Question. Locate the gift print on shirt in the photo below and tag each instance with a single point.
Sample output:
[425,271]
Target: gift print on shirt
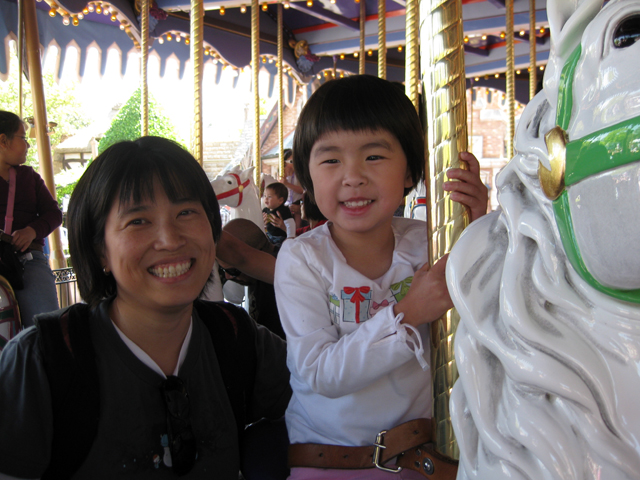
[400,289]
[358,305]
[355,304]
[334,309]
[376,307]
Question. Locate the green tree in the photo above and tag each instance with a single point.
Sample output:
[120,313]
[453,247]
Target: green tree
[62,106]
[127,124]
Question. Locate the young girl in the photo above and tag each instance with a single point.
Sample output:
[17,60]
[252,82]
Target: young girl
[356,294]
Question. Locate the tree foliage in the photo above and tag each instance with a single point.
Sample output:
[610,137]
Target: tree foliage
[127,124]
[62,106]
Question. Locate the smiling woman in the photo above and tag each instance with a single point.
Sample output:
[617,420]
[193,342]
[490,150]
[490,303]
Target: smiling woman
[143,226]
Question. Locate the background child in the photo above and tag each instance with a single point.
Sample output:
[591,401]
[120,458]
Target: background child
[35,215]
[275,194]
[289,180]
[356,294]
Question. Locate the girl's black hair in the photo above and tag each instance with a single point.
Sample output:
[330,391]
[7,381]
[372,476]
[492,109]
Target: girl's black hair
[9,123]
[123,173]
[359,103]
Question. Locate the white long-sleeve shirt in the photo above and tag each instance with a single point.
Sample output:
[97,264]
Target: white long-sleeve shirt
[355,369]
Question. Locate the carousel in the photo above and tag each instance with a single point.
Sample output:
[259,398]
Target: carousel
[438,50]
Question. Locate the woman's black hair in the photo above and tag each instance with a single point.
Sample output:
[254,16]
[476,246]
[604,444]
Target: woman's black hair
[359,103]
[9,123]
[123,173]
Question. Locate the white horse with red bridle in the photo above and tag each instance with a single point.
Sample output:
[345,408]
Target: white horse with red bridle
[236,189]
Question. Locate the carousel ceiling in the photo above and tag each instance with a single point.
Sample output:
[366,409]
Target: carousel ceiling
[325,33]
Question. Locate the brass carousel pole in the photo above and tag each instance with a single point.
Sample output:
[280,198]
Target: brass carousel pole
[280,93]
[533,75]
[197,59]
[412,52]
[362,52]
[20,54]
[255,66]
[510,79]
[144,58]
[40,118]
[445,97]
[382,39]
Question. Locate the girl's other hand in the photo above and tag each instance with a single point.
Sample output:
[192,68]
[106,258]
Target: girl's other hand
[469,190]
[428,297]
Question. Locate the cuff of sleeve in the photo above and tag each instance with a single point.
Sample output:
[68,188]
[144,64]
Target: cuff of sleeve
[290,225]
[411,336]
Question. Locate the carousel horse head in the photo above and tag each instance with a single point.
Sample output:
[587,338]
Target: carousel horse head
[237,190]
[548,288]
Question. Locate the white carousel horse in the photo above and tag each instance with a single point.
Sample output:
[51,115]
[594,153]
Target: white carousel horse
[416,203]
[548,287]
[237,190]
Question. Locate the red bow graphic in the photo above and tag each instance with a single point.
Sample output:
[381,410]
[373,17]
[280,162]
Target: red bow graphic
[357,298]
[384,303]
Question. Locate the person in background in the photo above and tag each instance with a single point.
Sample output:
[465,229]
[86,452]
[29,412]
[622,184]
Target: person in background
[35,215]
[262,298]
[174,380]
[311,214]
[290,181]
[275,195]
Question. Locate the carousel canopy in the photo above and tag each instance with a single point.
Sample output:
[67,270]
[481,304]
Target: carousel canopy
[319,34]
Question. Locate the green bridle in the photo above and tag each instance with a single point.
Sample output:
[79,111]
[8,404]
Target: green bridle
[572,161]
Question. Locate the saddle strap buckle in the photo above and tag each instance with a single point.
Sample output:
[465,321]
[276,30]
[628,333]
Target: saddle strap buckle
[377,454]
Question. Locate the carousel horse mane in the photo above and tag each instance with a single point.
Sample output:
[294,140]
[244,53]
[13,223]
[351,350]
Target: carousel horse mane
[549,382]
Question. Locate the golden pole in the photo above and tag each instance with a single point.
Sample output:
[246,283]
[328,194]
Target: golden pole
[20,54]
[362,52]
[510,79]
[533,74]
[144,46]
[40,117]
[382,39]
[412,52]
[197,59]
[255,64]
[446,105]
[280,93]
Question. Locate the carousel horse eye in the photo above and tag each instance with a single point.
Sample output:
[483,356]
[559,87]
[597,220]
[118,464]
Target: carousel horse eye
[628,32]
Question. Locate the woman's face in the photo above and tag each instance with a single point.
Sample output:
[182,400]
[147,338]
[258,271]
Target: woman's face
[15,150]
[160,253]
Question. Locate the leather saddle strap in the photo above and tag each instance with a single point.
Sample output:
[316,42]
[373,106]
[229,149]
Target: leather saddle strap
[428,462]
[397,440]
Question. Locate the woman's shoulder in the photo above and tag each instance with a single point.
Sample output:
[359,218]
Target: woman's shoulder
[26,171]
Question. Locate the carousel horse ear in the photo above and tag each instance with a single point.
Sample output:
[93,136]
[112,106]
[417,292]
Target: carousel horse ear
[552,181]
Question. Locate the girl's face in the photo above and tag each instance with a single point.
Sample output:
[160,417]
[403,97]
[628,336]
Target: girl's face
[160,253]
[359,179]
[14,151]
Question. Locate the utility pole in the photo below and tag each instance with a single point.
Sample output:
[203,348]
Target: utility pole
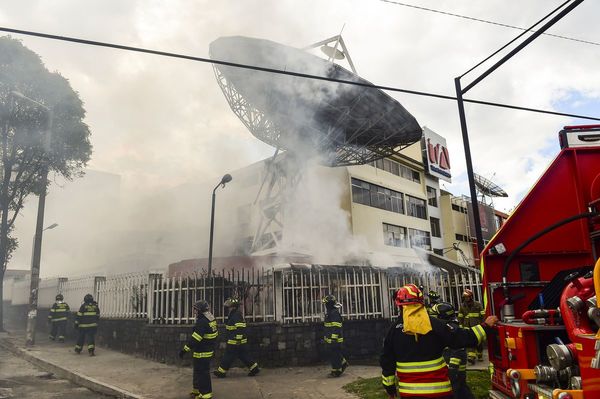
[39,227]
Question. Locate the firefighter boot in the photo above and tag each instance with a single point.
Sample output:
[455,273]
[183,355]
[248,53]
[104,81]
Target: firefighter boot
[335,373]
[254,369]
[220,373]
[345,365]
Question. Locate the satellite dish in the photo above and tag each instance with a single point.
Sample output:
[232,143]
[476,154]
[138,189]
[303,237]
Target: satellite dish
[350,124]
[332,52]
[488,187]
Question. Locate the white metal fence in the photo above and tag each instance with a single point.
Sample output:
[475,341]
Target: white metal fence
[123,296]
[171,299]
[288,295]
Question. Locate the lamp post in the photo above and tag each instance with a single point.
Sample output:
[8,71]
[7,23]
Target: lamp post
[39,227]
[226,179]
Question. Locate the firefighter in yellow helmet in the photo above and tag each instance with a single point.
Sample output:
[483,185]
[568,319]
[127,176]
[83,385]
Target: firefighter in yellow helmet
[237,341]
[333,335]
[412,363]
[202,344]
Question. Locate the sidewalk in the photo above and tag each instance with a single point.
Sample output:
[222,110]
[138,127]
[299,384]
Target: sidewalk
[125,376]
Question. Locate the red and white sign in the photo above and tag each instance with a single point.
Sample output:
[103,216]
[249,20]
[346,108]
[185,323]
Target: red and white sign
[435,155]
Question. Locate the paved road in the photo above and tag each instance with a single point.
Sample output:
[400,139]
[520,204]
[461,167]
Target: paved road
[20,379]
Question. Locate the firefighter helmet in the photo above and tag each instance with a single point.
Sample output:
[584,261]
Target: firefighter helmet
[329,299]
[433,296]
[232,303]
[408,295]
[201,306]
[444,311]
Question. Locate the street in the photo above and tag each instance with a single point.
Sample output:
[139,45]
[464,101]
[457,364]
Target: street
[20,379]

...

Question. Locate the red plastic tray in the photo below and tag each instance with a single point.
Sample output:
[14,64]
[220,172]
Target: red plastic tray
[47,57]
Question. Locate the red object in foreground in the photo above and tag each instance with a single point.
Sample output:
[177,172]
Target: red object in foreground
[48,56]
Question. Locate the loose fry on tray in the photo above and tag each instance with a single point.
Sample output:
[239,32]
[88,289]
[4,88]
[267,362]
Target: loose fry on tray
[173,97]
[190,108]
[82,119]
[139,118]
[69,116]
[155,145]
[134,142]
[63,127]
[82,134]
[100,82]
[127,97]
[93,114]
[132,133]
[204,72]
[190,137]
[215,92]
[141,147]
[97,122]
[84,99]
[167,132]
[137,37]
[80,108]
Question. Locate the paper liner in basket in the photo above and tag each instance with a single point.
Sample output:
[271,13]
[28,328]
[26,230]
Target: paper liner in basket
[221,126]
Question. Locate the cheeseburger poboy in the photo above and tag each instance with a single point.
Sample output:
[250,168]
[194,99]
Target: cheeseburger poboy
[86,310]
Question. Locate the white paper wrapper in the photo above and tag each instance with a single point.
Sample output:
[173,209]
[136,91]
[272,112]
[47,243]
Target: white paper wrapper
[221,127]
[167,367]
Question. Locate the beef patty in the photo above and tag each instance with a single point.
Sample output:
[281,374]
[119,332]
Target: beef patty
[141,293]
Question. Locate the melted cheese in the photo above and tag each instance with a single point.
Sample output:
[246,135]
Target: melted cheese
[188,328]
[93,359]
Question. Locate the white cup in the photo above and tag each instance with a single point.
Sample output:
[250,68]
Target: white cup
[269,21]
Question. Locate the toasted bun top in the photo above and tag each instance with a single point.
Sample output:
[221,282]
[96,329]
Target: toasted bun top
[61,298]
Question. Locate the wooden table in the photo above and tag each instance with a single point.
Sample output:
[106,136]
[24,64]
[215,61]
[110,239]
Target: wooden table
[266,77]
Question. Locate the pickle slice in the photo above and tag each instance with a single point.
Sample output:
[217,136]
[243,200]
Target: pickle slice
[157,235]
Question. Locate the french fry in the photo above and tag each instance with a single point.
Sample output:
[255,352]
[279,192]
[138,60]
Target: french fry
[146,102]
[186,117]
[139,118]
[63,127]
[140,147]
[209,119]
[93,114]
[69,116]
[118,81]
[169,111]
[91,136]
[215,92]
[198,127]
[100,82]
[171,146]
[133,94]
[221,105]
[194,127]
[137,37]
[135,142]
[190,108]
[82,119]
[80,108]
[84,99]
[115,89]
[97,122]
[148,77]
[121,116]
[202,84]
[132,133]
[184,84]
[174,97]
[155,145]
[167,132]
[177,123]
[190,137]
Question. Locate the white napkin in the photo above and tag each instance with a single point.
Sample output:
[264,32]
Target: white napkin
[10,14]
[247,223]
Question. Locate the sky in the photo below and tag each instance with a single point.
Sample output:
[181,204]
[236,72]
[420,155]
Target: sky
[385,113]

BRIEF =>
Only a number is wanted here: the count of lines above that hold the word "below".

RESPONSE TO THE EXERCISE =>
4